Exercise description. Whenever a line in the following entries includes "water", tally it. Report nothing except the final count.

Collected data entries
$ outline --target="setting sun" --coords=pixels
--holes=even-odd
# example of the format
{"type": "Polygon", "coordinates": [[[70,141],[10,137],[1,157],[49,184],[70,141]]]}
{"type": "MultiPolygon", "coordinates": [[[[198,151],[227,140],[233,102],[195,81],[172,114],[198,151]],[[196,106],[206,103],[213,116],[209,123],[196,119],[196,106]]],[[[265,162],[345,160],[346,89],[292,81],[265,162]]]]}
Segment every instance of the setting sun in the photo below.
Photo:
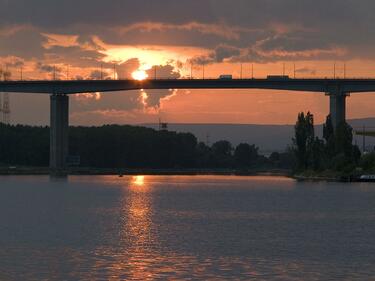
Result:
{"type": "Polygon", "coordinates": [[[132,77],[135,80],[145,80],[148,78],[148,74],[144,70],[136,70],[132,73],[132,77]]]}

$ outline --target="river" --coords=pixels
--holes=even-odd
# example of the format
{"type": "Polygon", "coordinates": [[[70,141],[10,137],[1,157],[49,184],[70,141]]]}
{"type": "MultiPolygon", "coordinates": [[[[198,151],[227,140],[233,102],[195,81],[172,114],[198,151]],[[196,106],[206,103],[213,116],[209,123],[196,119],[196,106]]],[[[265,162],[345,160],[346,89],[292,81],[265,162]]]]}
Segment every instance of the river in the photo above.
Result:
{"type": "Polygon", "coordinates": [[[0,177],[0,280],[375,280],[375,185],[0,177]]]}

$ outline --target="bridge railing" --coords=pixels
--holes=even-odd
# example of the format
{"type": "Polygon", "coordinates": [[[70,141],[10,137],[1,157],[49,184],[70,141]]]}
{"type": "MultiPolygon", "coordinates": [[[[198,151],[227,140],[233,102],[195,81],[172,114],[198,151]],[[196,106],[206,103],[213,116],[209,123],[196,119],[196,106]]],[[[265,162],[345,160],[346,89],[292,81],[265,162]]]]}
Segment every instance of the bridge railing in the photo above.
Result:
{"type": "MultiPolygon", "coordinates": [[[[180,77],[180,78],[171,78],[171,77],[158,77],[158,78],[146,78],[144,80],[251,80],[251,79],[268,79],[267,76],[257,76],[257,77],[233,77],[232,79],[221,79],[219,77],[180,77]]],[[[358,79],[358,80],[375,80],[375,76],[350,76],[350,77],[328,77],[328,76],[298,76],[298,77],[289,77],[288,80],[303,80],[303,79],[321,79],[321,80],[350,80],[350,79],[358,79]]],[[[64,79],[64,78],[56,78],[56,79],[43,79],[43,78],[11,78],[7,80],[0,80],[1,82],[7,82],[7,81],[12,81],[12,82],[22,82],[22,81],[117,81],[117,80],[136,80],[133,78],[117,78],[117,79],[92,79],[92,78],[77,78],[77,79],[64,79]]]]}

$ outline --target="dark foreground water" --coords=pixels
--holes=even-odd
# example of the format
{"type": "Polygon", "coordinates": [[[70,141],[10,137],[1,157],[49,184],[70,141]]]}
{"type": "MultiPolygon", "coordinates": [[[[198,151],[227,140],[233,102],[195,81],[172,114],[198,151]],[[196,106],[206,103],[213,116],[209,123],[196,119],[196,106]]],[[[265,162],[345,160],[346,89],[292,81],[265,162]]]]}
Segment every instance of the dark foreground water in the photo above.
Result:
{"type": "Polygon", "coordinates": [[[375,184],[0,177],[0,280],[375,280],[375,184]]]}

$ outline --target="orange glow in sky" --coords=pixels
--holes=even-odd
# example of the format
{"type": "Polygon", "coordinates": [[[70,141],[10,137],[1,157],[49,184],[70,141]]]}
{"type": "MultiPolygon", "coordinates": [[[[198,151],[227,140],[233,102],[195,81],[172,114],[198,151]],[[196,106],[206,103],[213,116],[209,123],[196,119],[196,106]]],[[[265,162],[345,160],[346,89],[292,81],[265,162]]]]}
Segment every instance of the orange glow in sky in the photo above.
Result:
{"type": "Polygon", "coordinates": [[[148,78],[148,74],[144,70],[136,70],[132,73],[132,77],[134,80],[145,80],[148,78]]]}

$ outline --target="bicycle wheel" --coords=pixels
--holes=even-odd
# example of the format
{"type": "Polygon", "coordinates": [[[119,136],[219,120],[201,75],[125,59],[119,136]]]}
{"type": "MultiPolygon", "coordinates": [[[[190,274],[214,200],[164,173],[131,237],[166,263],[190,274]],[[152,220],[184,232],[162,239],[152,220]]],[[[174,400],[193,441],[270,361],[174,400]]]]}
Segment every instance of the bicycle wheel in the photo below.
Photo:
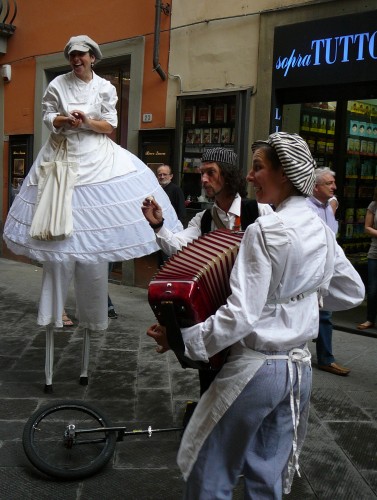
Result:
{"type": "Polygon", "coordinates": [[[77,433],[71,438],[67,430],[72,425],[75,430],[85,430],[111,427],[111,422],[81,401],[58,401],[40,408],[26,422],[22,436],[34,467],[60,479],[81,479],[95,474],[110,460],[116,431],[77,433]]]}

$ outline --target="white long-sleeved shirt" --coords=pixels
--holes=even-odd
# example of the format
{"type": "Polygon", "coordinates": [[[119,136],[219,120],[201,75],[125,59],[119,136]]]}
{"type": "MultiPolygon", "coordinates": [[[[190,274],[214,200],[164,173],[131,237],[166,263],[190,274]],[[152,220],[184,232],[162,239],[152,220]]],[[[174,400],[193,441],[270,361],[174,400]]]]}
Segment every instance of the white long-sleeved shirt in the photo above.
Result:
{"type": "Polygon", "coordinates": [[[294,299],[304,292],[322,287],[326,294],[328,288],[326,310],[362,302],[359,274],[305,198],[288,198],[268,217],[265,228],[262,217],[245,231],[227,304],[203,323],[182,329],[190,358],[207,361],[236,342],[258,351],[305,344],[318,333],[318,297],[311,293],[294,299]],[[326,262],[332,266],[329,285],[323,283],[326,262]]]}
{"type": "MultiPolygon", "coordinates": [[[[241,216],[241,196],[239,194],[235,196],[228,212],[224,212],[224,210],[218,207],[216,203],[214,203],[214,206],[216,207],[219,218],[223,222],[225,227],[227,227],[228,229],[233,229],[236,218],[241,216]]],[[[266,215],[272,213],[272,208],[270,207],[270,205],[258,203],[258,211],[260,216],[266,215]]],[[[162,228],[156,234],[156,240],[161,250],[163,250],[167,255],[173,255],[177,253],[178,250],[181,250],[182,247],[185,247],[192,241],[198,239],[202,234],[200,224],[204,212],[205,210],[203,210],[202,212],[198,212],[190,220],[187,228],[183,231],[179,231],[178,233],[173,233],[165,226],[162,226],[162,228]]],[[[211,229],[216,229],[213,221],[211,229]]]]}
{"type": "MultiPolygon", "coordinates": [[[[68,159],[77,163],[79,168],[76,185],[103,182],[134,172],[136,168],[128,151],[107,134],[94,132],[85,125],[76,129],[56,128],[53,125],[57,115],[69,116],[72,111],[79,110],[92,119],[105,120],[115,128],[118,123],[117,100],[114,85],[95,73],[88,83],[77,78],[73,71],[57,76],[43,96],[43,122],[51,135],[35,163],[40,165],[41,162],[54,159],[59,141],[66,139],[68,159]]],[[[38,183],[37,172],[30,176],[28,182],[38,183]]]]}

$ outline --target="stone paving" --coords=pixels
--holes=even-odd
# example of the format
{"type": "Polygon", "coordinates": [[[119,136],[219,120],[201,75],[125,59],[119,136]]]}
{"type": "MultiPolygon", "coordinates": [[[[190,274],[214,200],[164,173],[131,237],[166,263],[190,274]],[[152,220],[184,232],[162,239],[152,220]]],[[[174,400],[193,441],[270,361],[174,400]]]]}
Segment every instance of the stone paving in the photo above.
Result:
{"type": "MultiPolygon", "coordinates": [[[[28,462],[22,431],[28,417],[51,400],[79,399],[129,429],[180,426],[188,400],[198,398],[197,374],[171,354],[158,355],[145,331],[154,322],[146,290],[110,284],[119,314],[106,333],[91,338],[89,385],[79,385],[81,334],[55,333],[53,394],[44,387],[45,334],[36,326],[42,269],[0,259],[0,498],[9,500],[177,500],[183,482],[176,466],[180,433],[125,437],[108,466],[83,481],[42,476],[28,462]]],[[[73,292],[67,310],[74,315],[73,292]]],[[[355,310],[356,311],[356,310],[355,310]]],[[[356,311],[361,315],[363,312],[356,311]]],[[[352,315],[349,321],[364,320],[352,315]]],[[[337,313],[336,323],[340,323],[337,313]]],[[[337,360],[348,377],[320,372],[313,357],[313,394],[301,478],[287,499],[377,498],[377,342],[334,331],[337,360]]],[[[310,348],[315,353],[315,344],[310,348]]],[[[243,498],[242,482],[235,499],[243,498]]],[[[258,500],[258,499],[256,499],[258,500]]]]}

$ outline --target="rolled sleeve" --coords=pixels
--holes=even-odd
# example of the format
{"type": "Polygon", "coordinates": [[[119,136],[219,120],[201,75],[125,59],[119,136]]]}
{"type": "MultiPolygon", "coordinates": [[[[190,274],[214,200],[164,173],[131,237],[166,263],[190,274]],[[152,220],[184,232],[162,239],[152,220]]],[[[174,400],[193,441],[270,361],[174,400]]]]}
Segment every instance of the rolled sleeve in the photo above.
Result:
{"type": "Polygon", "coordinates": [[[203,212],[197,214],[191,219],[186,229],[177,233],[173,233],[165,226],[162,226],[159,232],[156,233],[156,241],[161,250],[167,255],[173,255],[192,241],[198,239],[201,235],[200,221],[202,215],[203,212]]]}
{"type": "Polygon", "coordinates": [[[60,115],[58,94],[52,86],[47,87],[47,90],[42,100],[43,123],[50,132],[58,134],[62,127],[54,127],[54,120],[60,115]]]}
{"type": "Polygon", "coordinates": [[[194,361],[208,362],[208,355],[202,335],[203,323],[182,329],[182,338],[185,344],[185,356],[194,361]]]}
{"type": "Polygon", "coordinates": [[[101,119],[107,121],[114,128],[118,126],[118,115],[116,111],[116,103],[118,102],[118,96],[114,85],[107,82],[104,88],[101,89],[101,119]]]}

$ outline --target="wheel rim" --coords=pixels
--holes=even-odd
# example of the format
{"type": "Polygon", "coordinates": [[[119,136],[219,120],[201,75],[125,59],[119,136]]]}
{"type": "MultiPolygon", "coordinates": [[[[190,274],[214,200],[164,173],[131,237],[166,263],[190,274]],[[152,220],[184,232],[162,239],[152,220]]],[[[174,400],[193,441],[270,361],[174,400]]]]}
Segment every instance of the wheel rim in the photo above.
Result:
{"type": "MultiPolygon", "coordinates": [[[[89,429],[104,427],[106,422],[101,415],[83,406],[62,405],[46,409],[31,429],[30,444],[39,462],[35,465],[39,465],[44,472],[56,475],[93,473],[97,464],[100,468],[105,463],[104,455],[110,441],[115,442],[115,435],[102,431],[78,435],[73,445],[67,447],[64,433],[69,425],[74,425],[76,429],[89,429]],[[89,442],[93,440],[98,442],[89,442]]],[[[108,458],[105,457],[105,460],[108,458]]]]}

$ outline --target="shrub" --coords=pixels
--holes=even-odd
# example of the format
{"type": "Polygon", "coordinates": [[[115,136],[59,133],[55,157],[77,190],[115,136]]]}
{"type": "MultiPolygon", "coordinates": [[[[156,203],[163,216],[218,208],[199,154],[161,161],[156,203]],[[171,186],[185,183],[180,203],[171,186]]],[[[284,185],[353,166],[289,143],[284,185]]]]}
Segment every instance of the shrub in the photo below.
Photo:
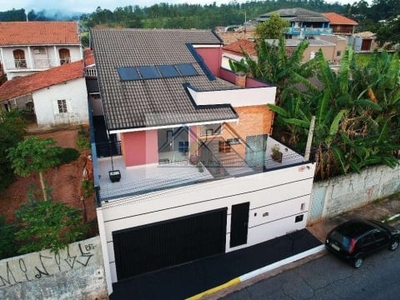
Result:
{"type": "Polygon", "coordinates": [[[15,216],[20,223],[15,234],[16,240],[21,242],[20,254],[44,249],[58,253],[85,237],[87,231],[78,209],[52,200],[30,199],[21,205],[15,216]]]}
{"type": "Polygon", "coordinates": [[[80,151],[84,149],[90,149],[89,133],[83,127],[81,127],[78,131],[76,146],[80,151]]]}
{"type": "Polygon", "coordinates": [[[60,162],[62,164],[69,164],[79,158],[79,151],[74,148],[63,148],[60,153],[60,162]]]}
{"type": "Polygon", "coordinates": [[[12,257],[17,254],[17,246],[14,238],[15,231],[15,225],[6,224],[5,217],[0,216],[0,259],[12,257]]]}
{"type": "Polygon", "coordinates": [[[82,189],[82,196],[84,198],[90,197],[94,192],[94,185],[88,179],[84,179],[81,181],[81,189],[82,189]]]}

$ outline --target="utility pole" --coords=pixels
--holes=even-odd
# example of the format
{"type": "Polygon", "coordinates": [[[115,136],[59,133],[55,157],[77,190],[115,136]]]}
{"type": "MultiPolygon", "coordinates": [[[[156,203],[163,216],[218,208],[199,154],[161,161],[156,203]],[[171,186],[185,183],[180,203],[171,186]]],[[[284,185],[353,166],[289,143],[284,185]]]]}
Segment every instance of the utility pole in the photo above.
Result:
{"type": "Polygon", "coordinates": [[[312,116],[311,117],[311,122],[310,122],[310,130],[308,131],[306,153],[304,154],[304,161],[309,161],[310,160],[312,139],[313,139],[313,136],[314,136],[314,127],[315,127],[315,116],[312,116]]]}

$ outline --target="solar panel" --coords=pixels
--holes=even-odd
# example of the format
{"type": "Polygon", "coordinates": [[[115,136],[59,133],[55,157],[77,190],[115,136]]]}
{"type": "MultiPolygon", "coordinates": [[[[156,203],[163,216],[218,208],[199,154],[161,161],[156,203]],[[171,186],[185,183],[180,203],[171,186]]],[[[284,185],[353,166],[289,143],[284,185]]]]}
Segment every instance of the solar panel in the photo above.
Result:
{"type": "Polygon", "coordinates": [[[140,66],[138,67],[142,79],[155,79],[161,78],[155,66],[140,66]]]}
{"type": "Polygon", "coordinates": [[[182,76],[194,76],[199,74],[192,64],[179,64],[176,65],[176,68],[179,70],[182,76]]]}
{"type": "Polygon", "coordinates": [[[174,66],[162,65],[162,66],[157,66],[157,67],[160,70],[162,77],[179,77],[180,76],[174,66]]]}
{"type": "Polygon", "coordinates": [[[139,80],[139,74],[136,68],[133,67],[120,67],[117,69],[118,75],[121,80],[139,80]]]}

Task result. 2